─── Task material

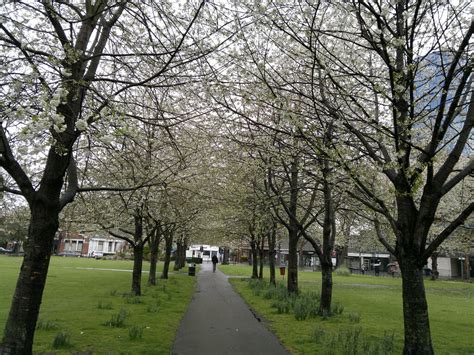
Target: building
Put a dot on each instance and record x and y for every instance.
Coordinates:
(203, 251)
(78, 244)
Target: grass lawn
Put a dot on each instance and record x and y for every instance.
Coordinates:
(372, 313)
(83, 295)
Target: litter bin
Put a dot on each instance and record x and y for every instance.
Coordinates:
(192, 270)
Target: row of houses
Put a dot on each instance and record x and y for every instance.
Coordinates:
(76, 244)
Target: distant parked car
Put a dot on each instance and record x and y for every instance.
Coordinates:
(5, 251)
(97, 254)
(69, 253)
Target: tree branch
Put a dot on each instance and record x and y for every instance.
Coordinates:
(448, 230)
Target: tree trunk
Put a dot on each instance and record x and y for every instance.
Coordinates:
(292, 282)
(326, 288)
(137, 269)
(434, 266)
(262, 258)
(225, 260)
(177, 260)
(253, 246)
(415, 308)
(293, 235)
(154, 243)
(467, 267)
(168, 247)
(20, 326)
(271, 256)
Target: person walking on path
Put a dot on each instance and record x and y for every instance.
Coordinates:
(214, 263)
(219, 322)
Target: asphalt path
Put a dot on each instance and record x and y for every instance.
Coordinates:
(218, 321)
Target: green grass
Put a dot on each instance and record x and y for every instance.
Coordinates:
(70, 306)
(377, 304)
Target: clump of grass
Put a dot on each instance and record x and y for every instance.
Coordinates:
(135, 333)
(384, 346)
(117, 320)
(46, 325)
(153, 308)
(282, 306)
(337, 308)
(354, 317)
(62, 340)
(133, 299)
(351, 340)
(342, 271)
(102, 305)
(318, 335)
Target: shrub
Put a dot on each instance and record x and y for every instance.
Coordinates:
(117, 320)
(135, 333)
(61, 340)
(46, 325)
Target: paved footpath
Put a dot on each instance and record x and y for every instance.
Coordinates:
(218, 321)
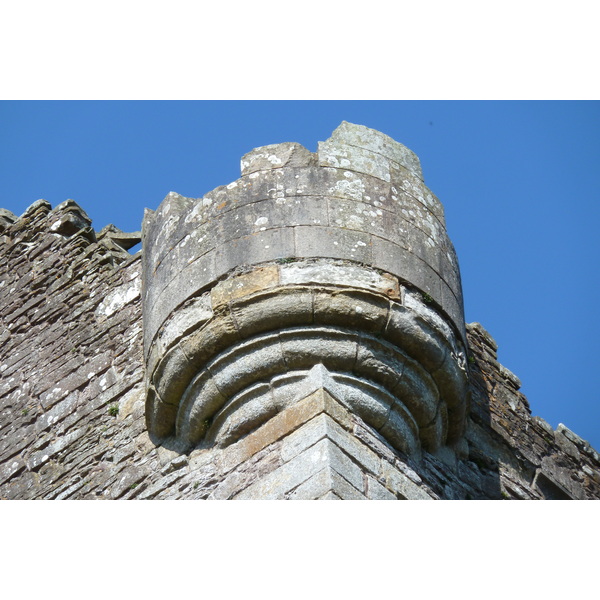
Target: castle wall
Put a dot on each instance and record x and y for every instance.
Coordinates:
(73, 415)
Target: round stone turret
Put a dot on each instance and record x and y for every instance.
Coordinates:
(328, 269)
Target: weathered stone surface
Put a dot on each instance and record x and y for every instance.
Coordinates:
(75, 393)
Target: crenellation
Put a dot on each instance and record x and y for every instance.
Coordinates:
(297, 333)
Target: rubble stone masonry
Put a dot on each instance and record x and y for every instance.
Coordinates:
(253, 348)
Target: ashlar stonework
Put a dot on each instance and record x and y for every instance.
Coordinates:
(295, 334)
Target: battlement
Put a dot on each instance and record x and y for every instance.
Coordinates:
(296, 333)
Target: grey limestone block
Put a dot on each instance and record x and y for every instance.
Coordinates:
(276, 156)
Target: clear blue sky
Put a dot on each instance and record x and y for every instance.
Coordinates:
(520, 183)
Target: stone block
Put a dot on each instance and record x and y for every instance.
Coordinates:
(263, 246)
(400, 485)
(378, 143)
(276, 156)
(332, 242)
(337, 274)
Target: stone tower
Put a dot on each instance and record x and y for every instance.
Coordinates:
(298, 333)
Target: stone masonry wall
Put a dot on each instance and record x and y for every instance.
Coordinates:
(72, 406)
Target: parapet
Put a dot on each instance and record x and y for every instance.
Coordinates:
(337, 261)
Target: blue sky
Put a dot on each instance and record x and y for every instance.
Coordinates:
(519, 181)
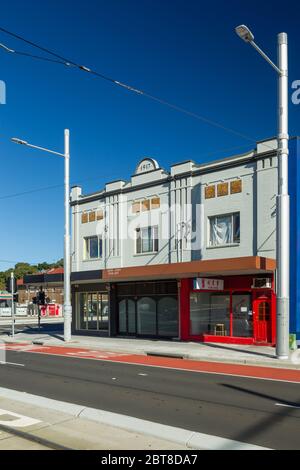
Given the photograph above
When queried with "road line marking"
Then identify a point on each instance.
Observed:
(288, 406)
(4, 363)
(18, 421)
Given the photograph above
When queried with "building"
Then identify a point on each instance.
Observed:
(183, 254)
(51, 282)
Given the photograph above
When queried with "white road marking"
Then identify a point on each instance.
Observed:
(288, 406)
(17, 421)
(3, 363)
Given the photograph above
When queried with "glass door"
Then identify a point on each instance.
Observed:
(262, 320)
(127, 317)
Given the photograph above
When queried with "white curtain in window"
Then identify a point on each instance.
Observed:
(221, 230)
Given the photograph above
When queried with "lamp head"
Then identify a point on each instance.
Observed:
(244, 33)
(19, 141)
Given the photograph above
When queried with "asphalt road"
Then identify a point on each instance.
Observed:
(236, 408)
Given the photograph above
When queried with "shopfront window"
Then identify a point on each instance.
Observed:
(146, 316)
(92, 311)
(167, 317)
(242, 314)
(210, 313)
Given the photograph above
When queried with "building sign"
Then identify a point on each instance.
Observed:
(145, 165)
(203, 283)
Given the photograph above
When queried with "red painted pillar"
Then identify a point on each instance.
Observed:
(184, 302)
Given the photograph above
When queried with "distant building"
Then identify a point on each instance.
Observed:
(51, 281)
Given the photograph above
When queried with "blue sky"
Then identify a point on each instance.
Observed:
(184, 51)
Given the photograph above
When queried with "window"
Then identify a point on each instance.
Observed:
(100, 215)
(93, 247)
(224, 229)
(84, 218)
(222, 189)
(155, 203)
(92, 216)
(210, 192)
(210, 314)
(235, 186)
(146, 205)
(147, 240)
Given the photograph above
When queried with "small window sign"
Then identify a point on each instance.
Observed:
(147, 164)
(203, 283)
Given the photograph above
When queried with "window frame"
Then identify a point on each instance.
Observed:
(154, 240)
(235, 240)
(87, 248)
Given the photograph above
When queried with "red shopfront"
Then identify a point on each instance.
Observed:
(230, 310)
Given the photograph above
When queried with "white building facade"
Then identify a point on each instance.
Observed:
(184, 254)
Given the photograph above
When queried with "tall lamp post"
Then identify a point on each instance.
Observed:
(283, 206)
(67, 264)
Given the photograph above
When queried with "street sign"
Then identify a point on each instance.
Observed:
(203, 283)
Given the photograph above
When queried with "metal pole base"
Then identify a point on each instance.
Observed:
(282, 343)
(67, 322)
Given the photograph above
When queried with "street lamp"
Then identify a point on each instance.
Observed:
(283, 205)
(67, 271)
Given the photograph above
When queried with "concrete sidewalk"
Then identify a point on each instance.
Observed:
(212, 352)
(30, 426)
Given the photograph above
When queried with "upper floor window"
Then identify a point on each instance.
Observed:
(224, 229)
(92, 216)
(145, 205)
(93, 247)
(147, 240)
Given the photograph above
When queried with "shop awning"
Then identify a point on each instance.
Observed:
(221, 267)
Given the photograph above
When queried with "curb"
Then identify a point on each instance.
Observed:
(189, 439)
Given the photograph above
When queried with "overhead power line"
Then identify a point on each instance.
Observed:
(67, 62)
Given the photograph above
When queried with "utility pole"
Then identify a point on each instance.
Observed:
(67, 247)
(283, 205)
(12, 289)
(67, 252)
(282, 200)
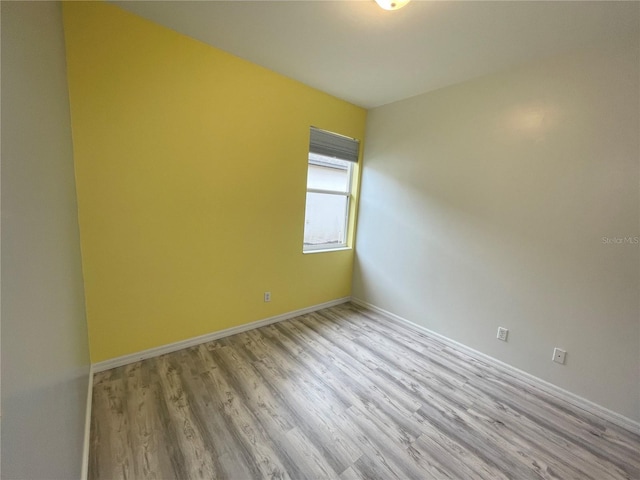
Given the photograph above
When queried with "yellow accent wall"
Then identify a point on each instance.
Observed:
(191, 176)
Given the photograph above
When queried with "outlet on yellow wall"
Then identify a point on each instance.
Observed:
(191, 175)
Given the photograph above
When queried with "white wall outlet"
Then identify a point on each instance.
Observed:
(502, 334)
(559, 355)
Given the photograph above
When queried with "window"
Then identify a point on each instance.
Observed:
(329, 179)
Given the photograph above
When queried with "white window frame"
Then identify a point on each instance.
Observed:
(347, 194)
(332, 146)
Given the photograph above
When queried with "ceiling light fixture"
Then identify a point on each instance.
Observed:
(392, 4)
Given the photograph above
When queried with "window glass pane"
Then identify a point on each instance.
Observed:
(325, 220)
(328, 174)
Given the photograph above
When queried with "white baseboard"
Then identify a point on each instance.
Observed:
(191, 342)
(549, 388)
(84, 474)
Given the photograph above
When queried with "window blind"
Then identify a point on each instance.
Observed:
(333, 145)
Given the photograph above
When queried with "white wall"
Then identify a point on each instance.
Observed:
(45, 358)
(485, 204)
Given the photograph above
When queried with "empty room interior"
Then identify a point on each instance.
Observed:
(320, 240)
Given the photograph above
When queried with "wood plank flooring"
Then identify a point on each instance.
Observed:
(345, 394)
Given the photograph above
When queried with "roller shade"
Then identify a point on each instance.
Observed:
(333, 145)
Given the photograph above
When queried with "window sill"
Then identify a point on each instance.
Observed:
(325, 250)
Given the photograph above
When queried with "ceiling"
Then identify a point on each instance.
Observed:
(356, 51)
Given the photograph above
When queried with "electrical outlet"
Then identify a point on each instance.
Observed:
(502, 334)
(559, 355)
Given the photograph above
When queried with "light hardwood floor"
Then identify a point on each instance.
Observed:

──────

▶ Aim: List every line in the rows above that contains the string "window".

▶ Answer for the task:
When queried with "white curtain in window"
When queried with "shopfront window"
When queried with "window"
When queried with "small window sign"
When queried with "window frame"
When queried with "upper floor window"
When queried with "window"
When queried with "white window frame"
When queried with "window glass pane"
When queried with "window blind"
When queried with "window sill"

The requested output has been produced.